- **OBJECTIVE**
Copy all of the rows below, requests included, and lower every coordinate in the answers by 21.

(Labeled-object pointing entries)
-=-=-
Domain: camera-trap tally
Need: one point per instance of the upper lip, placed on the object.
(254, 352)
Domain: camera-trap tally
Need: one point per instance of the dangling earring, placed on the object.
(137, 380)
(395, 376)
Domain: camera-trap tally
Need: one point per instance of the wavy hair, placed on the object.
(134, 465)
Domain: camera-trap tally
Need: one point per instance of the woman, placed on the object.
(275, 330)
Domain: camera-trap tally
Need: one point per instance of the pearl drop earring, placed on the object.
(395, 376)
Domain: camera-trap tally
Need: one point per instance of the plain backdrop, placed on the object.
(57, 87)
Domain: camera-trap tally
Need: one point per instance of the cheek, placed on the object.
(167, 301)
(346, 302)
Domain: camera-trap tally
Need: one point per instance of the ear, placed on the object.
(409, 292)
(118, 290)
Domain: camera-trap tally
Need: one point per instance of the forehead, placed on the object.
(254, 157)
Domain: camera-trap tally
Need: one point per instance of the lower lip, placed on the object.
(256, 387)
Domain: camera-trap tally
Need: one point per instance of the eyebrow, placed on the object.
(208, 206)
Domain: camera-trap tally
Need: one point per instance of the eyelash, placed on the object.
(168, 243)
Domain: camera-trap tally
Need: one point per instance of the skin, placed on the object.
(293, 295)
-=-=-
- **EXPECTED OUTPUT**
Domain: camera-trap tally
Need: one point per instance of the upper lip, placed on the object.
(233, 331)
Domain: camera-trap tally
Need: one point per instance of the dangling earring, placed on the object.
(116, 359)
(374, 355)
Domain: camera-trap tally
Need: one point per instance of the wavy hair, placed on the object.
(113, 444)
Domain: camera-trap tally
Need: one point per instance of the woman, placed on the object.
(254, 309)
Domain: camera-trap tally
Need: one point per instance of the pearl drop earring, placed on the object.
(374, 355)
Domain: camera-trap tally
Need: one point per instance of the plain backdrop, placed on the object.
(36, 66)
Domain: camera-trap tally
Need: one point per instance of the cheek, placed on the object.
(146, 280)
(325, 281)
Domain: camera-trap tally
Need: one point per instance of the ear, placed on the object.
(388, 271)
(97, 269)
Domain: camera-trap tally
Need: one point per instance of the forehead, placed on the object.
(233, 136)
Domain: camera-trap tally
Need: one point per instance of the lower lip, placed on the object.
(235, 366)
Domain: camera-trap tally
Need: one point per instance of the eyebrow, placed on the object.
(187, 185)
Domain: camera-trap tally
Need: one point per instance of the eyelash, placed on the object.
(147, 222)
Domain: camera-trap tally
Need: one point per instance of the skin, placed on the object.
(272, 274)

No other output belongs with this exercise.